→ **Instructions for the task**
Can you quote the lines below exactly, starting at the line with "the elderly woman" and going through the last one?
* start Data rows *
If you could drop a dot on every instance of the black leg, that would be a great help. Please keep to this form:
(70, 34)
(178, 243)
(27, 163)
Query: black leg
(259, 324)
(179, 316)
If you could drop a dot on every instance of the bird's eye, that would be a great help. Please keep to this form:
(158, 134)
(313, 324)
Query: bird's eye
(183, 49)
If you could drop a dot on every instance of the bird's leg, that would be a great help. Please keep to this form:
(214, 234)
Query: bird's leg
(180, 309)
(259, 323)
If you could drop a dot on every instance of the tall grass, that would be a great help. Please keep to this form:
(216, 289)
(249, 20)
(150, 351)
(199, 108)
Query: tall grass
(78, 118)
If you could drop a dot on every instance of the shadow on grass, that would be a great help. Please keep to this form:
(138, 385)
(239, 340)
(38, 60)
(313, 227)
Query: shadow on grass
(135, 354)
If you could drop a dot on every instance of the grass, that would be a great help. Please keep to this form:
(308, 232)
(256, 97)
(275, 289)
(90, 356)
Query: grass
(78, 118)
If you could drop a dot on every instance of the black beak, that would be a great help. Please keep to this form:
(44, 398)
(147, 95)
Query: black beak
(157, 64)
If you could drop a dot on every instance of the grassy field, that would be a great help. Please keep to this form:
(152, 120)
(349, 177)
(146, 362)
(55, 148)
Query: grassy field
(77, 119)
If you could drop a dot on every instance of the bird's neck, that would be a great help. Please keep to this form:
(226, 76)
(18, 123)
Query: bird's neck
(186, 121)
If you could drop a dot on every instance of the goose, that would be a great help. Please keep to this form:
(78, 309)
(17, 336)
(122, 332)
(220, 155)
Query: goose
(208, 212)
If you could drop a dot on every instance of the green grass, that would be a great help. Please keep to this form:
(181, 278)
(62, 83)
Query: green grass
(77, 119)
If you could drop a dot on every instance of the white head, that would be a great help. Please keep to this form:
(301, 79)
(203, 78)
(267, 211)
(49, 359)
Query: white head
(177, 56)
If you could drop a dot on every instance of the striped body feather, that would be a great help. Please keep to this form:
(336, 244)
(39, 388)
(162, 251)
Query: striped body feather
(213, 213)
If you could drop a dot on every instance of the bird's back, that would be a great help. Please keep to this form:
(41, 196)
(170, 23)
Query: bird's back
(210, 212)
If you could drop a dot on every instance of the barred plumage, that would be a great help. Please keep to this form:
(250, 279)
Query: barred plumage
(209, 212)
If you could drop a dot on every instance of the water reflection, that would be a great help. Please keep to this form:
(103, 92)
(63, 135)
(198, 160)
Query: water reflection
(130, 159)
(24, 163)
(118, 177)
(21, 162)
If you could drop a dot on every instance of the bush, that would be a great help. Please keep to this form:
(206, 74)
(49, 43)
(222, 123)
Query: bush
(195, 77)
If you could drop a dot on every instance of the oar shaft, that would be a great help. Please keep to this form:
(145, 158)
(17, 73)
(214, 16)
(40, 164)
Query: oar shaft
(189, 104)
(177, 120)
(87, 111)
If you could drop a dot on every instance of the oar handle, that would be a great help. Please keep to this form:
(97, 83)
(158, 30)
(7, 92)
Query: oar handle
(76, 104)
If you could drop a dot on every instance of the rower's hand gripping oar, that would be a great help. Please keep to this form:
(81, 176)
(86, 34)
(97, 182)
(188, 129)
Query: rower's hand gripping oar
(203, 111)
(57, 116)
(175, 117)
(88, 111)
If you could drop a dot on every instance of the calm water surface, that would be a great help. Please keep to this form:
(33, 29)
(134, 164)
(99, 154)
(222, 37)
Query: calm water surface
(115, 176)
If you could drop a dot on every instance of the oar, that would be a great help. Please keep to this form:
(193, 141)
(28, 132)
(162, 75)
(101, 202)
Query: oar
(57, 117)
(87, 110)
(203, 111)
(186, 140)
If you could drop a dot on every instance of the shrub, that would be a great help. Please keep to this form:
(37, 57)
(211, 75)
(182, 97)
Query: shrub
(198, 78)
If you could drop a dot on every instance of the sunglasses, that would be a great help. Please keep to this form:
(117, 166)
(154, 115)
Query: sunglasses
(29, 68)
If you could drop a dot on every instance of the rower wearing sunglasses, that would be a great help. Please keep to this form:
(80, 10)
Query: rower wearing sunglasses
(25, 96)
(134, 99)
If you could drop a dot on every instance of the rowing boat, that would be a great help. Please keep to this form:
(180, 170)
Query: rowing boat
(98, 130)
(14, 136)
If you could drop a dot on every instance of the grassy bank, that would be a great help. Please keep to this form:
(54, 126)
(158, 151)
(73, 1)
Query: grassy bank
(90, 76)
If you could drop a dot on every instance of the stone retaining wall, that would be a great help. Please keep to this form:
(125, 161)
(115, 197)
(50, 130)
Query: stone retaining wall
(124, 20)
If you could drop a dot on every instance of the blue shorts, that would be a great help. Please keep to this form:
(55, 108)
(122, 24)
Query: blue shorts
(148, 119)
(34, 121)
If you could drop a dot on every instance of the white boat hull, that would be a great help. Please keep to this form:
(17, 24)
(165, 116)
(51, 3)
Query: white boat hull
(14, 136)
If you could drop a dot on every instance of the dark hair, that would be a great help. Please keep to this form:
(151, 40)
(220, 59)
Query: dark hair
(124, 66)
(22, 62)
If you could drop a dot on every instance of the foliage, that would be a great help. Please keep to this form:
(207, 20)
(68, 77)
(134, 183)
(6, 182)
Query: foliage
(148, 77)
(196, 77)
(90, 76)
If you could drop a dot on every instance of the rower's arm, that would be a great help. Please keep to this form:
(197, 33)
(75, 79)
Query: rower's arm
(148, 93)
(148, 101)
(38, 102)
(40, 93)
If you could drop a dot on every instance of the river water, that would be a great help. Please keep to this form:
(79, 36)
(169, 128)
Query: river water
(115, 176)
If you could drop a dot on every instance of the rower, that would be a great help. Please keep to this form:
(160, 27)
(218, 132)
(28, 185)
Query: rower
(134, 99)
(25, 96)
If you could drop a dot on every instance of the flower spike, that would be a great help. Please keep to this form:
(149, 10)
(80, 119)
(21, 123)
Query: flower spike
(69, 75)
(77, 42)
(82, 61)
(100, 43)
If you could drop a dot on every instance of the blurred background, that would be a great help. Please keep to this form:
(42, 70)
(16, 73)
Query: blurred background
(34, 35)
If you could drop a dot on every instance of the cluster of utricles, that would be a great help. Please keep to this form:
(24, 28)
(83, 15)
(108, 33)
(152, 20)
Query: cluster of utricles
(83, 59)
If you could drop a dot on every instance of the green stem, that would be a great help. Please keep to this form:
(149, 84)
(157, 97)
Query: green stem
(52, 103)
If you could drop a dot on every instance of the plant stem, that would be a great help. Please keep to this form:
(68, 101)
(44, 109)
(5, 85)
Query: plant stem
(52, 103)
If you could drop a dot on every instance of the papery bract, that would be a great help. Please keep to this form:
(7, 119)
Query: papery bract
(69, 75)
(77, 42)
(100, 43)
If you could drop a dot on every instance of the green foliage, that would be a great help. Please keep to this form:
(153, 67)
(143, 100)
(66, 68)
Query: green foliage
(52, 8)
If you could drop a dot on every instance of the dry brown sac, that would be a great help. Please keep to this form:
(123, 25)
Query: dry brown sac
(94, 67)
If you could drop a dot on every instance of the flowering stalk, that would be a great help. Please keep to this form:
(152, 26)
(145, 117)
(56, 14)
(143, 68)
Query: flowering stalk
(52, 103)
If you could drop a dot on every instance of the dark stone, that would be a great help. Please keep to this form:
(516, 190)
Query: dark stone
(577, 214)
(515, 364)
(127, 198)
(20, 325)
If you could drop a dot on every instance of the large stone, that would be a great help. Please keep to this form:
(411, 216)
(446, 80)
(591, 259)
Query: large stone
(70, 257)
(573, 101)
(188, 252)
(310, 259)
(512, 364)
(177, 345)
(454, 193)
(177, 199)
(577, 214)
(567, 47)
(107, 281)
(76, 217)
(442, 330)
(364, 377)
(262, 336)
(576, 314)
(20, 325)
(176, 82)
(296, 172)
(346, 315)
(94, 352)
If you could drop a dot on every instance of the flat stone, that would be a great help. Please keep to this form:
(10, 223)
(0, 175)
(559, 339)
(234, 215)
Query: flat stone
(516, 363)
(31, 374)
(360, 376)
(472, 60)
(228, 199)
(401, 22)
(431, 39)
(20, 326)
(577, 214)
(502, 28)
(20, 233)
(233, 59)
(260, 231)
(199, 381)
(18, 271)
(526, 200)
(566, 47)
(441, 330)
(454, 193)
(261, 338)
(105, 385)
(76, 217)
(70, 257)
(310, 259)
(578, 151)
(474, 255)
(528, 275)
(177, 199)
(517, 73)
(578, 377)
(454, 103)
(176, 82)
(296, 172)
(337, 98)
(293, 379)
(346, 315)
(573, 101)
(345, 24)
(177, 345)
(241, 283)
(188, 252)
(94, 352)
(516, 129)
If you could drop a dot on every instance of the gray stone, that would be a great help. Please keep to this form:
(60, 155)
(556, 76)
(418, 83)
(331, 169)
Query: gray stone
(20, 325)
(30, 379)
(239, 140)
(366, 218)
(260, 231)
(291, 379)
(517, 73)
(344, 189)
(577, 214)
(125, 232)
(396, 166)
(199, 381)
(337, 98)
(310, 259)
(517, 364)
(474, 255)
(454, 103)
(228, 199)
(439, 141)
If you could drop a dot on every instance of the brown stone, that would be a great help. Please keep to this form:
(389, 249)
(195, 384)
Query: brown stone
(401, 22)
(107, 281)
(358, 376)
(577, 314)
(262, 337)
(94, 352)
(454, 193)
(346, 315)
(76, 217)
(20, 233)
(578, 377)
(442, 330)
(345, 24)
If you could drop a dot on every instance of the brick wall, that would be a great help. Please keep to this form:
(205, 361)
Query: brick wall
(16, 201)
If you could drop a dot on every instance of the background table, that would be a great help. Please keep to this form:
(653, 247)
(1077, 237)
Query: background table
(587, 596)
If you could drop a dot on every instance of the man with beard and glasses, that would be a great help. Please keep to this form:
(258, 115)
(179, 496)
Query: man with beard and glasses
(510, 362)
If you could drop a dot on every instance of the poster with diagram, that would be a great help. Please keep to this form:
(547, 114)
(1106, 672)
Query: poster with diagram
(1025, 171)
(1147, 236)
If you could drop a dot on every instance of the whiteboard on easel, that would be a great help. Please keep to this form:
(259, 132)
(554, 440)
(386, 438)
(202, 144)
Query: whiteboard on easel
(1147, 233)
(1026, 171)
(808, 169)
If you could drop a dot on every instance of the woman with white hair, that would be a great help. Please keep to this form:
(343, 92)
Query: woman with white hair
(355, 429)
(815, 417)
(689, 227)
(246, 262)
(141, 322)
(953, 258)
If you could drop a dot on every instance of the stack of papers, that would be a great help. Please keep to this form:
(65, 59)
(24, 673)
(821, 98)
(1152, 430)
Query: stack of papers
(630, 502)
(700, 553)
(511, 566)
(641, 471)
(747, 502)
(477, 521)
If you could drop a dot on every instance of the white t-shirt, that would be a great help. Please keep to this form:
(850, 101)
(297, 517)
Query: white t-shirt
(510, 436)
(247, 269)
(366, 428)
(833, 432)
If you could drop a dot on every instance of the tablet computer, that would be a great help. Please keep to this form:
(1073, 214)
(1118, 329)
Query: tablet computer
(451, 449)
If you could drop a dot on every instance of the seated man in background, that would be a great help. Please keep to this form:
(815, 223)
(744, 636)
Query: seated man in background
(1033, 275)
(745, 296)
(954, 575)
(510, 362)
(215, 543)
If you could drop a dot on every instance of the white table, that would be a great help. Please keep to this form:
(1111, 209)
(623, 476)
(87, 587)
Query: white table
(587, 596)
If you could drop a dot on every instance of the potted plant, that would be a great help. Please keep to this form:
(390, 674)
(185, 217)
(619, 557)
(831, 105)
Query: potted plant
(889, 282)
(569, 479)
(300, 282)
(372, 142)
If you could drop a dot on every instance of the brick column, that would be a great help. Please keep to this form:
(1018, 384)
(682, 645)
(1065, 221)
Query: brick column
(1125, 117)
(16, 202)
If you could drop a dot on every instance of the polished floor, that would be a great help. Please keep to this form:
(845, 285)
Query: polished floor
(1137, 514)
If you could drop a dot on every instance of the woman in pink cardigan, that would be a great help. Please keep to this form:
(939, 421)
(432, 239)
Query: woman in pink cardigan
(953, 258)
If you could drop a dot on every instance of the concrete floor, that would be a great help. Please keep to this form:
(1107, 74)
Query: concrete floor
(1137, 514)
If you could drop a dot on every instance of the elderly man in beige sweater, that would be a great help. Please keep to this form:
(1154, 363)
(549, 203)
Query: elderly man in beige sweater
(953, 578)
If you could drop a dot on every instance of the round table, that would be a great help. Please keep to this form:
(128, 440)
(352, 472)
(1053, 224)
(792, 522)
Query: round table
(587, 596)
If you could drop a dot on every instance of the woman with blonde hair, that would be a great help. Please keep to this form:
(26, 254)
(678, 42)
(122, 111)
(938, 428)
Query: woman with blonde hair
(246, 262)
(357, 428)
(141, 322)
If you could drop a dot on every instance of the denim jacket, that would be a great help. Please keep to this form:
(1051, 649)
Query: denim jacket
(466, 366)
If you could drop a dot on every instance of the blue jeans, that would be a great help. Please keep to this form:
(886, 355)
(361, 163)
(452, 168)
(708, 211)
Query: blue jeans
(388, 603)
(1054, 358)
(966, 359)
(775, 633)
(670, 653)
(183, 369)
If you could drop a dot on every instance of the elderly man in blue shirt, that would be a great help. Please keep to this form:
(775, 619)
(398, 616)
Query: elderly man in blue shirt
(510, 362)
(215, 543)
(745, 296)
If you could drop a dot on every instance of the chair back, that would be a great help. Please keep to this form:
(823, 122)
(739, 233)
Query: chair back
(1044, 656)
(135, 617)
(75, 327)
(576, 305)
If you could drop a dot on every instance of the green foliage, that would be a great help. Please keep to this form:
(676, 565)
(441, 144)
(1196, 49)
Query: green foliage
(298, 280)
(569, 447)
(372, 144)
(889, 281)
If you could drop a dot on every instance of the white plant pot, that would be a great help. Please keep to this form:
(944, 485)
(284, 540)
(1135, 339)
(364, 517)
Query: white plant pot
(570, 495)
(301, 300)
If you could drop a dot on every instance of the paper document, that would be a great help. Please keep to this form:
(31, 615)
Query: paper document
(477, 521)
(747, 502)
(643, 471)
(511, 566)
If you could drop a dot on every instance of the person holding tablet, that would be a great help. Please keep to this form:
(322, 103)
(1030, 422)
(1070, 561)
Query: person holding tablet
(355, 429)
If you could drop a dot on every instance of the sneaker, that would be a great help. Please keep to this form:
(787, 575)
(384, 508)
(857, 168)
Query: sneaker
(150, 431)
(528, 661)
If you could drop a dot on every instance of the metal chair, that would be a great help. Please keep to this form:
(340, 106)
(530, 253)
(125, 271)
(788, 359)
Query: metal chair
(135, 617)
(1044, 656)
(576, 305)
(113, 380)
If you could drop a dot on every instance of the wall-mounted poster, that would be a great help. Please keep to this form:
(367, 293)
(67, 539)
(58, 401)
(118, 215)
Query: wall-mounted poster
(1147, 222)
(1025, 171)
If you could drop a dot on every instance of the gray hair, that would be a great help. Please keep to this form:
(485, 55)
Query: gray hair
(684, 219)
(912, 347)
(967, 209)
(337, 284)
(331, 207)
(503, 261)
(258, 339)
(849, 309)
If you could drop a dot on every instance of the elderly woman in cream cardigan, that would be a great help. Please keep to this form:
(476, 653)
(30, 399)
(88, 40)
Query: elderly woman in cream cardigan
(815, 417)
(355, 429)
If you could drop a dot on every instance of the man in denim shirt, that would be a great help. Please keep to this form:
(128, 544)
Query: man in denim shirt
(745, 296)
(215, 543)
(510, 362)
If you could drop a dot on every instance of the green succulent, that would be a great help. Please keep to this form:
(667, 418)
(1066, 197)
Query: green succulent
* end Data rows *
→ **In response**
If you could drop a dot on every instance of the elderly woman in cream cardigan, that would be a great help. Please keep to this form:
(476, 653)
(30, 399)
(88, 40)
Query: elderly woman in cream cardigan
(815, 417)
(355, 429)
If you could drop a dot on every instance of the man in denim shirt, that would be a great help. Please keep to this form:
(128, 544)
Query: man in denim shirt
(745, 296)
(215, 543)
(510, 362)
If you could drop a dot on every instance of the green succulent, that would be a great help. Please keep to this form:
(667, 418)
(1066, 197)
Query: green succulent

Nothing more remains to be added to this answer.